> SET EXERCISE: Please filter the listing below and copy out every line containing the word "branch", treating case as significant.

> PROVIDED ENTRIES:
● ● ●
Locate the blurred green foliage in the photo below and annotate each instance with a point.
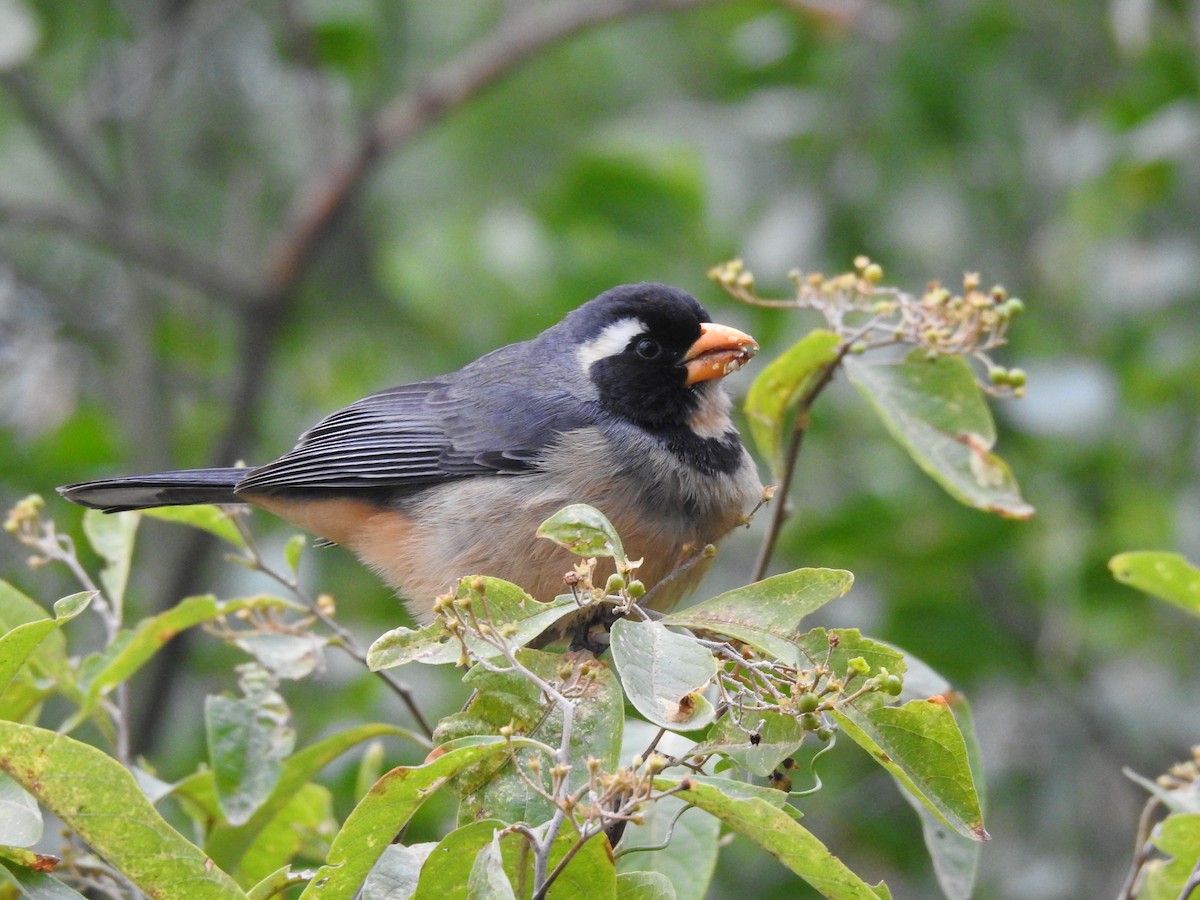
● ● ●
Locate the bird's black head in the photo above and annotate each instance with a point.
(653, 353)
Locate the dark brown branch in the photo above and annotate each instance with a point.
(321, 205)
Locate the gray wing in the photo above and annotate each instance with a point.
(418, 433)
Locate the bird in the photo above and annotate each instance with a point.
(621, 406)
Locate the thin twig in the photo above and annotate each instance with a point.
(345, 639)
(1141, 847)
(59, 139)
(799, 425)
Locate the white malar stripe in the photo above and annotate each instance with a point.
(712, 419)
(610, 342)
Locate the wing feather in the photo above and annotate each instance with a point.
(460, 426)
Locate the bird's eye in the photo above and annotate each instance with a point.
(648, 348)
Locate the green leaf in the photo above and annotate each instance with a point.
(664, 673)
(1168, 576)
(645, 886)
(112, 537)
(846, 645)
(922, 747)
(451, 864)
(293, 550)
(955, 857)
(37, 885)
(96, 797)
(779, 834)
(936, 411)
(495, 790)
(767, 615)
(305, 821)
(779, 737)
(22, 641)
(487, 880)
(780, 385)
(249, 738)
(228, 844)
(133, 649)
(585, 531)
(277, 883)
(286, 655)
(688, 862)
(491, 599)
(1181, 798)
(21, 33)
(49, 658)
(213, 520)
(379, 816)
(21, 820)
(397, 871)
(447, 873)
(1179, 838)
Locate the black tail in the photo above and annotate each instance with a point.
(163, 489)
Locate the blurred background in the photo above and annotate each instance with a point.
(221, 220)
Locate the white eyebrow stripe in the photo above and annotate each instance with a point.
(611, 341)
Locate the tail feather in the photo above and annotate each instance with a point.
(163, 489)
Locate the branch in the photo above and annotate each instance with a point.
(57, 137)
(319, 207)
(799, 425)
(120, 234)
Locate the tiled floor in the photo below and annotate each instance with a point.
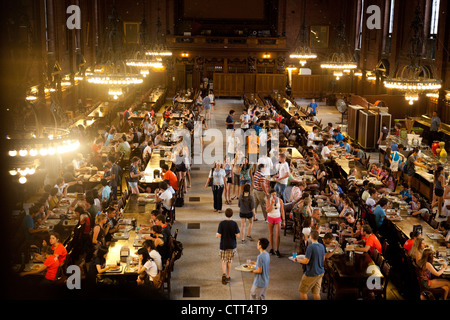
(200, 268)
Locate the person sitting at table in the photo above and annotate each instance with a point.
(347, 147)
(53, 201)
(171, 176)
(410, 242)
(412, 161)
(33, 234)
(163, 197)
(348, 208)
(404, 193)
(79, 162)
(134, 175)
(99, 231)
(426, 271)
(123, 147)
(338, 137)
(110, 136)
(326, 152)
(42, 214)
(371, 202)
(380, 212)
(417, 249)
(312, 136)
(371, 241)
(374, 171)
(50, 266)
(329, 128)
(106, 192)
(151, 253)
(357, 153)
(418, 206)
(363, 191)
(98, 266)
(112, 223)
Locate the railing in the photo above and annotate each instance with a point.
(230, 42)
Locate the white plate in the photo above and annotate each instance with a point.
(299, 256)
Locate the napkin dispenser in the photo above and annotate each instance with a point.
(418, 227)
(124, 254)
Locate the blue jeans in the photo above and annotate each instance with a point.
● ● ●
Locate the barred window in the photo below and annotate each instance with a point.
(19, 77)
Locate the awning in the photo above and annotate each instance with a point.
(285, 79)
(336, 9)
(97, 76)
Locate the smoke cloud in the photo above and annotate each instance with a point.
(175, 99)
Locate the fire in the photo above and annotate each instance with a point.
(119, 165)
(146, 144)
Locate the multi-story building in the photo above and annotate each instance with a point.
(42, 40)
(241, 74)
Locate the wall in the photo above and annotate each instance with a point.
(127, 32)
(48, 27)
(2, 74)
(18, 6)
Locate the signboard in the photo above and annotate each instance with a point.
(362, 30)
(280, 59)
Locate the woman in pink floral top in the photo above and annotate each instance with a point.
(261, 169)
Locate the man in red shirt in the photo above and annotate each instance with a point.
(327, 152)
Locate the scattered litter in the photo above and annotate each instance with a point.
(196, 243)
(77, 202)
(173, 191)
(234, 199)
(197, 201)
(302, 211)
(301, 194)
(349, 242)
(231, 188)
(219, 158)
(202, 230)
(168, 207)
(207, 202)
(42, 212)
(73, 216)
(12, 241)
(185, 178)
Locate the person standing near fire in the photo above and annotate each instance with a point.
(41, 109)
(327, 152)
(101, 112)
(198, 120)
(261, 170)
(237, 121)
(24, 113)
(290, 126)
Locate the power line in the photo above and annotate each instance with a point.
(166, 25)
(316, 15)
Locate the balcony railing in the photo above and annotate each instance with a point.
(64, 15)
● ● ●
> WRITTEN SOLUTION:
Locate the dark brown branch in the photo above and annotate each instance with a point.
Locate the branch in the photo above and annotate each instance with a point.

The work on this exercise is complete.